_Exercise inputs_
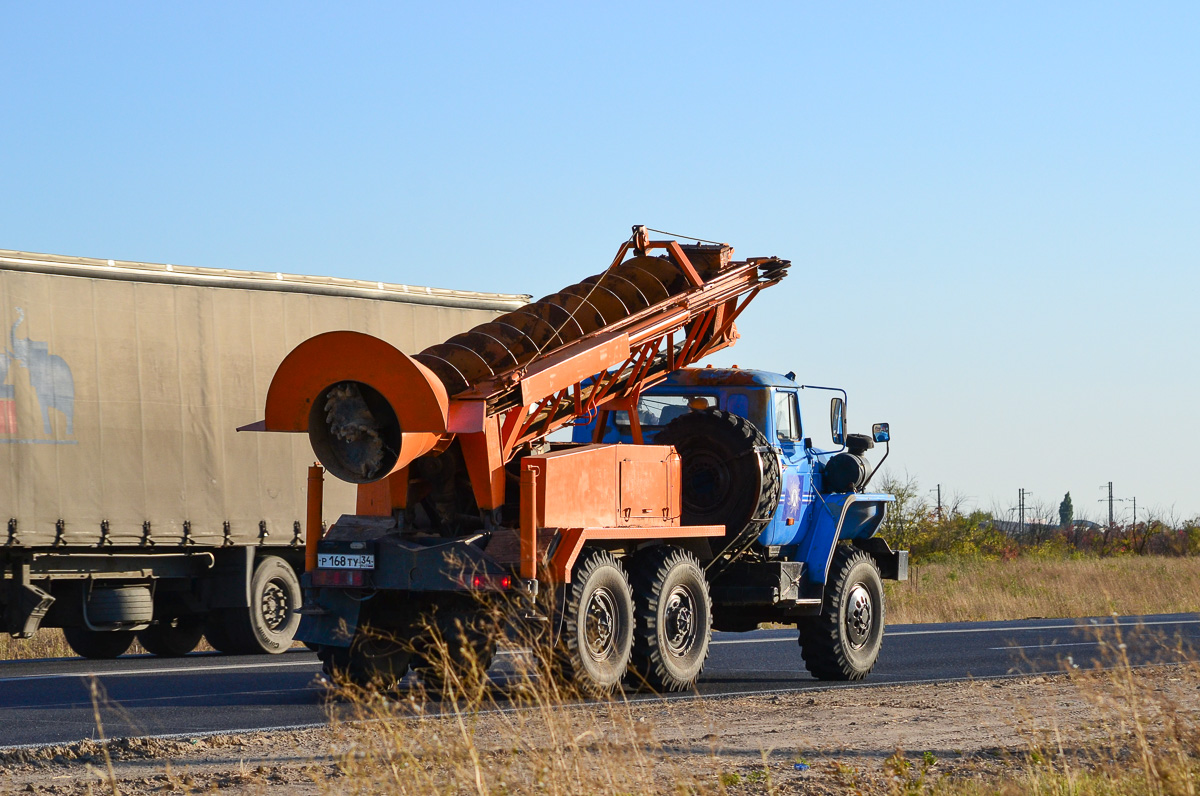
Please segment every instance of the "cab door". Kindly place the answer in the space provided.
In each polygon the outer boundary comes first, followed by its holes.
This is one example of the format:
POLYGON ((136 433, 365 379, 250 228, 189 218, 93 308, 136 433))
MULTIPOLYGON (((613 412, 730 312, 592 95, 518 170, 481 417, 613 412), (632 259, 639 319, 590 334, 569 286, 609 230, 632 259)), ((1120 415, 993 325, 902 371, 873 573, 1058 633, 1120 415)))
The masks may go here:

_What you are asked to do_
Leaving the images out, retype all the material above exactly.

_Answer section_
Please segment every instance of the "cab door". Kindly place the answer in the space provided.
In each polygon the outer boundary comes first, followed by its holes.
This is one example of the format:
POLYGON ((136 433, 365 379, 250 228, 189 218, 93 308, 136 433))
MULTIPOLYGON (((613 412, 730 312, 592 95, 518 170, 481 417, 613 412), (632 259, 639 319, 590 334, 569 286, 609 230, 632 259)), ((1120 415, 993 325, 902 371, 873 573, 1058 633, 1120 415)))
The masks may go here:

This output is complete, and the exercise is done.